- Problem -
Write out the part of the text on the Zamzam and Abu Shouk camp massacres between "2025 civilian attacks" and "the Sudanese conflict.", inclusive, word for word.

- Exercise text -
++++++++++

- Location: Zamzam IDP camp 13°29′18.68″N 25°18′38.4″E﻿ / ﻿13.4885222°N 25.310667°E Abu Shouk IDP camp 13°40′17.34″N 25°21′0.5″E﻿ / ﻿13.6714833°N 25.350139°E Zamzam Refugee Camp and Abu Shouk Camp, North Darfur, Sudan
- Date: 13 April 2024 – 13 April 2025 (1 year)
- Target: Civilians and humanitarian workers
- Attack type: Shelling, indiscriminate shooting, and arson
- Deaths: 389+
- Injured: 157+
- Victims: Internally displaced persons
- Perpetrator: Rapid Support Forces
- Hundreds of structures including residences, marketplaces, and medical facilities destroyed

= Zamzam and Abu Shouk refugee camp massacres =

2025 civilian attacks during Sudanese civil war

During the Sudanese civil war (2023–present), the Rapid Support Forces (RSF) continuously shelled and attacked refugee camps near el Fasher in Sudan, as part of its Siege of El Fasher. The attacks, which primarily targeted Zamzam camp and Abu Shouk camp, resulted in significant civilian casualties and widespread destruction of critical infrastructure. According to Sudanese government officials and humanitarian organizations, these incidents represented one of the most severe human rights violations since the beginning of the Sudanese conflict.

== Timeline ==
The RSF has continuously shelled Zamzam and Abu Shouk IDP camps since the beginning of its offensive on El Fasher on 13 April 2024. In June 2024, at the Abu Shouk IDP camp, 19 people were killed and 25 others injured from shelling. On 26 August, 24 were killed and 40 others were injured. On 23 November, 7 were killed, and on 26 December, 3 were killed.

In 2024, at the Zamzam IDP camp, an unspecified number of people were killed on 1 December. During the same month, 8 were killed on 2 December, 12 were killed near the camp and 4 in the camp on 5 December, 9 were killed on 10 December, and 15 were killed in December 2024.

In 2025, at the Abu Shouk IDP camp, at least 11 were killed on 20 January, 2 were killed on 23 January, 7 were killed and 12 were injured on 29 January, 11 were killed on 1 February, more than 80 were killed and injured on 4 March, 7 were killed on 31 March, 2 were killed on 2 April, 3 were killed on 7 April, at least 15 were killed on 10 April, and 6 were killed on 6 May.

++++++++++

- Dataset excerpts -
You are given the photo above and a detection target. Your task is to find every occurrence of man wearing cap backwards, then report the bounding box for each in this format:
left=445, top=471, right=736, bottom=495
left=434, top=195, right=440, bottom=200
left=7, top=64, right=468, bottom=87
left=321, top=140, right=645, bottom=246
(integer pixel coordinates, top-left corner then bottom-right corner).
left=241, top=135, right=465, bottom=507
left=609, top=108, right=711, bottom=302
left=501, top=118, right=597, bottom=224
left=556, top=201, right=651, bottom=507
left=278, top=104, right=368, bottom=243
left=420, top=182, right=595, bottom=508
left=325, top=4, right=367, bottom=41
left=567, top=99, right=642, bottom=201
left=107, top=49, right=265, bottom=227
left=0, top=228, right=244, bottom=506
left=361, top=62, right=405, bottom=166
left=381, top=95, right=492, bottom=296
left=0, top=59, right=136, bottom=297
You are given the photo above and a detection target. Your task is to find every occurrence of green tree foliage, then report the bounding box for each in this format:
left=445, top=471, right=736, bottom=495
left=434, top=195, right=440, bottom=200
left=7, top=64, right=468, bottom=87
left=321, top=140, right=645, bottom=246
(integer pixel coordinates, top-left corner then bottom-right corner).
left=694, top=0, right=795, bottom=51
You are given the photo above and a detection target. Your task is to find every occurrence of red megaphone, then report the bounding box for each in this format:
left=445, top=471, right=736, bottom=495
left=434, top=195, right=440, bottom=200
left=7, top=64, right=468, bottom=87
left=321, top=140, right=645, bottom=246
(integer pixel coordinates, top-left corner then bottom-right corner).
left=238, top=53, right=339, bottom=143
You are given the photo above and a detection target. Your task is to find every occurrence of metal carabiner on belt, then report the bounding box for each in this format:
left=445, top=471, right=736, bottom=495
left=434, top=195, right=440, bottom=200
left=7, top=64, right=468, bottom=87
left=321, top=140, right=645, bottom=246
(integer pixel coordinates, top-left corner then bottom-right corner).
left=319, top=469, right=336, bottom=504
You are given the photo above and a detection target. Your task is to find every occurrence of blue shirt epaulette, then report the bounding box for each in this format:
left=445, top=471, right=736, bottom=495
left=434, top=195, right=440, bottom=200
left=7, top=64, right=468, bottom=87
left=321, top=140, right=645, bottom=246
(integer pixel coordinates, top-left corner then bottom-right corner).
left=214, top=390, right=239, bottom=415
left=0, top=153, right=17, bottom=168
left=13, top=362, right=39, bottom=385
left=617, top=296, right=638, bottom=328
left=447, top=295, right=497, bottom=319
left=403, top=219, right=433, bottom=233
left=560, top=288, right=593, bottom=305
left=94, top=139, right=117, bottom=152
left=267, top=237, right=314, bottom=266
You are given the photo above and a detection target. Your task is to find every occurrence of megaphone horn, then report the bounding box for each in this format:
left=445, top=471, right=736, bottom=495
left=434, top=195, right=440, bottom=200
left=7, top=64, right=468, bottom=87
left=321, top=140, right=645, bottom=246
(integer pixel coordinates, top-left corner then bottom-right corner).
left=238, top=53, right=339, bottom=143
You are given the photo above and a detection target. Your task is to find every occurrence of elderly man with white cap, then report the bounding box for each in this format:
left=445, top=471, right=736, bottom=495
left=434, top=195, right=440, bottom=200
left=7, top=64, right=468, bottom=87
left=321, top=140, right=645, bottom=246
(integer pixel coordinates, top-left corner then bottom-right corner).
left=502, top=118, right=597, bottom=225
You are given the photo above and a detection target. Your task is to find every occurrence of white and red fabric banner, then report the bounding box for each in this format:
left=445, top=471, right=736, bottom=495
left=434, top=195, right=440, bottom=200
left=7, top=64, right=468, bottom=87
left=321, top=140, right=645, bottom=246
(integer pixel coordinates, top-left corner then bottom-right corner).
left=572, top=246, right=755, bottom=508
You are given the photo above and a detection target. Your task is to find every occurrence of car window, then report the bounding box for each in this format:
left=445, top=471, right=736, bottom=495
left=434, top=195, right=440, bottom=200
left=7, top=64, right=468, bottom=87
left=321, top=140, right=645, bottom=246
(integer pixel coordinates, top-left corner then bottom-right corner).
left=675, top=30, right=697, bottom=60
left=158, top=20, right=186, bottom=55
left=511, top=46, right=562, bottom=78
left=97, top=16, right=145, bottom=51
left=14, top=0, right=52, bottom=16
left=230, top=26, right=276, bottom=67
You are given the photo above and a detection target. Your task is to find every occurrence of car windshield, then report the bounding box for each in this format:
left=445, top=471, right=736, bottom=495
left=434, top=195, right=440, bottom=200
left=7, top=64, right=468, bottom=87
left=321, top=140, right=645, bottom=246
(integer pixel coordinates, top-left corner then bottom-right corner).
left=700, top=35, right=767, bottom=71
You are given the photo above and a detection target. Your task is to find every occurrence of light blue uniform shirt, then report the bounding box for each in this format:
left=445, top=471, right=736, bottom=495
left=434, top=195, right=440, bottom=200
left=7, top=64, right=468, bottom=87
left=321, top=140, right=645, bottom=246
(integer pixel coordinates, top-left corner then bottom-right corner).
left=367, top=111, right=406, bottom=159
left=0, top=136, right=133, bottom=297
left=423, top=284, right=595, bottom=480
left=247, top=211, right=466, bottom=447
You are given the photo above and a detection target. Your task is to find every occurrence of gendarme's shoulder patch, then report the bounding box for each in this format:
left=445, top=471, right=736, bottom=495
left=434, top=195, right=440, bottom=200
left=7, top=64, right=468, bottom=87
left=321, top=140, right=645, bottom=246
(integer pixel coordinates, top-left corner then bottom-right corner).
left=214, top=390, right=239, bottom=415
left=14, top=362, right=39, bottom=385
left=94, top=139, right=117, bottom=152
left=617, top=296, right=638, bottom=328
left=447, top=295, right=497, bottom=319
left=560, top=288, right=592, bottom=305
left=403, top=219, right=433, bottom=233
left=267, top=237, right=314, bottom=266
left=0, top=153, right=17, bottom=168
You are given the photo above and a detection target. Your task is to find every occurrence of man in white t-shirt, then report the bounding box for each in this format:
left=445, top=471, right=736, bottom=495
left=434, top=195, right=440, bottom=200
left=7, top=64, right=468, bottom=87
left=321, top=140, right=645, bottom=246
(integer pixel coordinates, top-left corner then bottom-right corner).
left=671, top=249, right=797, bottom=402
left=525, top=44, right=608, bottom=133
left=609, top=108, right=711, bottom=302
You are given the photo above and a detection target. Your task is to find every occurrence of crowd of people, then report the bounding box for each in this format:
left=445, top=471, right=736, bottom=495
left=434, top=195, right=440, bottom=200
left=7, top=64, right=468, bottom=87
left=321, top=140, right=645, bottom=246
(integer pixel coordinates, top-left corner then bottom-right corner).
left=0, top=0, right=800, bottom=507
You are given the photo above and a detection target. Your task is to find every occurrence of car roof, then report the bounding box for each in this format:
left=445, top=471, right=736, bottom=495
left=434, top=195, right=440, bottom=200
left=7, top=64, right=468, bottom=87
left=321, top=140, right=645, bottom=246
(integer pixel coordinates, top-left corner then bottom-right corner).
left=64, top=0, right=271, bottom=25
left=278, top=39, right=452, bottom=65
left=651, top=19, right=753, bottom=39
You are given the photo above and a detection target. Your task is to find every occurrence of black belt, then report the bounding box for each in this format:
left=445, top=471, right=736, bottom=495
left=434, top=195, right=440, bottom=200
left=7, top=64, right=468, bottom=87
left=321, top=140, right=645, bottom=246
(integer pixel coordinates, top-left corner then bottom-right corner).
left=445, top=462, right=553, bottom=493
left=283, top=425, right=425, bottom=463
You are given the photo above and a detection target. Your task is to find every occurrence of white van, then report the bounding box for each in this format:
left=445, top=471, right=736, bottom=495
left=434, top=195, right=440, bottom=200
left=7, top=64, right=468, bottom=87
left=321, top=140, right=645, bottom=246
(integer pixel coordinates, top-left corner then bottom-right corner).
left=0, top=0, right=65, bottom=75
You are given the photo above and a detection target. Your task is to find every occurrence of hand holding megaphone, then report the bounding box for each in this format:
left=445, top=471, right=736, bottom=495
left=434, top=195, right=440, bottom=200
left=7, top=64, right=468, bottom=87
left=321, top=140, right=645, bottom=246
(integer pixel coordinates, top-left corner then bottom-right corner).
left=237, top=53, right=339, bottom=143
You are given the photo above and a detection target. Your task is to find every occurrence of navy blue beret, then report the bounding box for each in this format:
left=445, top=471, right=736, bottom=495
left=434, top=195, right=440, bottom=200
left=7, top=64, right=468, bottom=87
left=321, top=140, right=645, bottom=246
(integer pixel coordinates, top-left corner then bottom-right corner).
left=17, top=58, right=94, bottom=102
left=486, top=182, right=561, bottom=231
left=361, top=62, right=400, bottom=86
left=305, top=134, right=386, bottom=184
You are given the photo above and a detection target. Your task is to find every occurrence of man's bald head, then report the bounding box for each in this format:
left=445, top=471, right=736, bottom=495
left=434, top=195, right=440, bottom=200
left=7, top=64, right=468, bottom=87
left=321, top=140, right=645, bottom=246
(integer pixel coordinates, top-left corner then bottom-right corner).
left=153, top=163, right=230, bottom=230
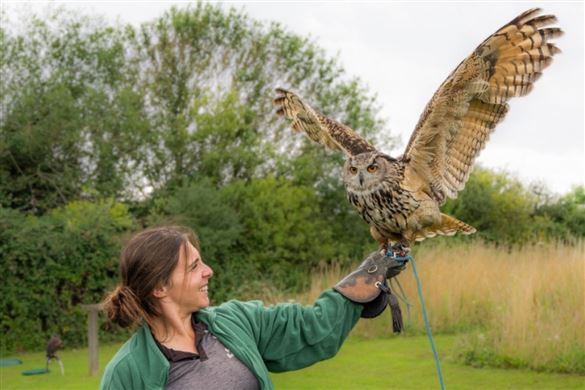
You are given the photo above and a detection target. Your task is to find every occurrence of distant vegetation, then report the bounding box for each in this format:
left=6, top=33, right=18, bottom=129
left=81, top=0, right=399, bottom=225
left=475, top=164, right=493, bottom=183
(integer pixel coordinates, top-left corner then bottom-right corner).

++++++++++

- Exercise answer -
2025 civilian attacks during Sudanese civil war

During the Sudanese civil war (2023–present), the Rapid Support Forces (RSF) continuously shelled and attacked refugee camps near el Fasher in Sudan, as part of its Siege of El Fasher. The attacks, which primarily targeted Zamzam camp and Abu Shouk camp, resulted in significant civilian casualties and widespread destruction of critical infrastructure. According to Sudanese government officials and humanitarian organizations, these incidents represented one of the most severe human rights violations since the beginning of the Sudanese conflict.